PROBLEM =
Return the listing below in full, with every line exactly as it is.

GIVEN DATA =
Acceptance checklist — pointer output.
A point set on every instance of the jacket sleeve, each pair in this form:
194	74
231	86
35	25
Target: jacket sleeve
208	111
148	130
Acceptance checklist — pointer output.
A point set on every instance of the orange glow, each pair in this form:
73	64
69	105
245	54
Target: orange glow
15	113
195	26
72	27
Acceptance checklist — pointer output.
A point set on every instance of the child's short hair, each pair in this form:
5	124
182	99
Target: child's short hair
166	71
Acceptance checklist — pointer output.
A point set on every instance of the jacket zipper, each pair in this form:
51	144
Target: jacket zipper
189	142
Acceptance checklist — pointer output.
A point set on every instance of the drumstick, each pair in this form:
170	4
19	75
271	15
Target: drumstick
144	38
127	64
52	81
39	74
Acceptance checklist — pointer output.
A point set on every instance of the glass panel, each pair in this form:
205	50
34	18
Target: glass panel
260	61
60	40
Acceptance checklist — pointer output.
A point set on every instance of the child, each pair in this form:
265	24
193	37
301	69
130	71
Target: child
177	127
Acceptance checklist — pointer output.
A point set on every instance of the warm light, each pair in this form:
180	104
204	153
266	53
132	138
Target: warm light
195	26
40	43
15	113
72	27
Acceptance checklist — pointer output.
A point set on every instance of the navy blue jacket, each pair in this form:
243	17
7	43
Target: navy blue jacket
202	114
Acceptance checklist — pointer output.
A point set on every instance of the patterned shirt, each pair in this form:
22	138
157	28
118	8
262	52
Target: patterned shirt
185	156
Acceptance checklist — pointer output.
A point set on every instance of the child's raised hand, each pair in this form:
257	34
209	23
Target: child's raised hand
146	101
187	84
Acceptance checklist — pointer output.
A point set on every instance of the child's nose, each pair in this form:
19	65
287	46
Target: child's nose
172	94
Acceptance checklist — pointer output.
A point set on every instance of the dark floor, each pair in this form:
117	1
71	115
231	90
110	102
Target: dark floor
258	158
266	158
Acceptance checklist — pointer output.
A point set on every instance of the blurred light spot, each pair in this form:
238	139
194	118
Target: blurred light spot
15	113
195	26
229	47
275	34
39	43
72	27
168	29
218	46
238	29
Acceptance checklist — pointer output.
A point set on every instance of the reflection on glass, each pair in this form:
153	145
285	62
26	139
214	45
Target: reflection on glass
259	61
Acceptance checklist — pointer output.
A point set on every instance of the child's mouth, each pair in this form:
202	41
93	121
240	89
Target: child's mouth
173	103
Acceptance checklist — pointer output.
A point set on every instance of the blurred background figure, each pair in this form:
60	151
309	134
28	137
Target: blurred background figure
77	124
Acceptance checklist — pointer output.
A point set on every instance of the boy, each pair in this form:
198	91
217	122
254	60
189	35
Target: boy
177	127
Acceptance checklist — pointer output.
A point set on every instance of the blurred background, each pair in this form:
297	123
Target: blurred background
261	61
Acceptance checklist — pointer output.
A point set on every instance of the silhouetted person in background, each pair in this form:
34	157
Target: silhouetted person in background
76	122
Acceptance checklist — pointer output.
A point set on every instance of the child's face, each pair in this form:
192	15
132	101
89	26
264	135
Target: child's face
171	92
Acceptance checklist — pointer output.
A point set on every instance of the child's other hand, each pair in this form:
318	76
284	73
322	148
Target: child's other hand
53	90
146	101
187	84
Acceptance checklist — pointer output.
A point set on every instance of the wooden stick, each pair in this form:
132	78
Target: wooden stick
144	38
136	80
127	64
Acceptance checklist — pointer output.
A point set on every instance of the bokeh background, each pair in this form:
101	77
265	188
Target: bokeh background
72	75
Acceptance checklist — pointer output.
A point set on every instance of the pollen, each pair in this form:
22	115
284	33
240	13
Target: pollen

REPLY =
Acceptance checklist — pointer output.
A point set on every instance of the jacket sleeve, each pair in this form:
194	74
231	86
35	25
Target: jacket sleeve
208	111
148	130
Acceptance checklist — pointer output.
A point set on every instance of the orange glow, each pair in this form:
73	64
69	105
245	54
Target: orange glow
15	113
195	26
72	27
Acceptance checklist — pointer output.
A point set on every instance of the child's short hair, each pair in this form:
5	124
182	99
Target: child's short hair
166	71
Acceptance checklist — pointer output.
A point set on every instance of the jacket zipper, each pair in this form:
51	144
Target: jacket zipper
189	142
Acceptance checklist — pointer output.
A point set on every instance of the drumstick, each pair in this form:
170	4
19	75
271	15
Target: drumstick
144	38
127	64
52	81
39	74
Acceptance checklist — pointer output.
A point set on every instance of the glass panel, each pair in this form:
205	50
34	18
Target: glass panel
260	61
60	40
Acceptance checklist — pointer output.
A point set on every instance of the child, each pair in this form:
265	24
193	37
301	69
130	71
Target: child
177	127
Acceptance checklist — pointer output.
A point set on every instance of the warm light, each pair in this form:
180	104
204	153
266	53
132	138
Target: warm light
195	26
40	43
15	113
72	27
Acceptance checklist — pointer output.
A point set on every instance of the navy blue jacket, each pair in this form:
243	17
7	43
Target: navy blue jacket
202	114
Acceptance checklist — pointer output.
A point set on every instance of the patterned shirt, each pair in this form:
22	138
157	28
118	8
262	52
Target: patterned shirt
185	156
Acceptance checklist — pointer output.
A point set on every instance of the child's raised hand, each pair in this form:
257	34
209	23
Target: child's raised hand
146	101
187	84
Acceptance checklist — pointer output.
A point set on every instance of the child's nose, each pair in this form:
19	65
287	46
Target: child's nose
172	94
Acceptance checklist — pointer output.
A point set on every instance of the dark floor, each pair in this form:
117	1
71	115
231	90
110	102
Target: dark floor
258	158
266	158
Acceptance checklist — pointer output.
A point set on every instance of the blurred light spot, each pair in this form:
238	139
194	118
Target: blurred light spot
15	113
195	26
229	47
275	34
39	43
72	27
168	29
218	46
238	29
Acceptance checklist — pointer output.
A point set on every instance of the reflection on glass, each pair in this form:
153	145
285	62
26	139
214	45
Target: reflection on glass
259	61
Acceptance checklist — pointer output.
A point set on every instance of the child's mouth, each pair in this form:
202	41
93	121
240	89
Target: child's mouth
173	103
Acceptance checklist — pointer output.
A point set on every instance of the blurred background figure, each pair in this form:
60	151
309	134
28	137
Target: blurred background figure
77	124
Acceptance checklist — pointer output.
A point set on every instance of the boy, each pair in this form:
198	91
217	122
254	60
189	35
Target: boy
177	127
Acceptance checklist — pointer output.
A point set on every instance of the blurred background, each pair in this form:
297	123
Target: blurred background
261	61
Acceptance checklist — pointer output.
A point set on every instance of the silhouetted person in background, each pair in this form:
34	157
Target: silhouetted person in background
76	122
Acceptance checklist — pointer output.
A point set on every instance of the child's face, each pair in this form:
192	15
132	101
89	26
264	135
Target: child's face
171	92
Acceptance checklist — pointer output.
A point set on every instance of the child's other hand, each pair in this form:
318	76
284	73
322	148
Target: child's other hand
53	90
146	101
187	84
Acceptance checklist — pointer output.
A point set on every instance of the wooden stick, each pair in this form:
132	78
Target: wooden stick
144	38
136	80
127	64
Acceptance checklist — pointer output.
A point set on every instance of the bokeh background, each pair in this form:
101	77
265	188
Target: bokeh background
72	75
Acceptance checklist — pointer output.
A point set on every instance of the pollen, each pair in this form:
22	115
284	33
240	13
Target: pollen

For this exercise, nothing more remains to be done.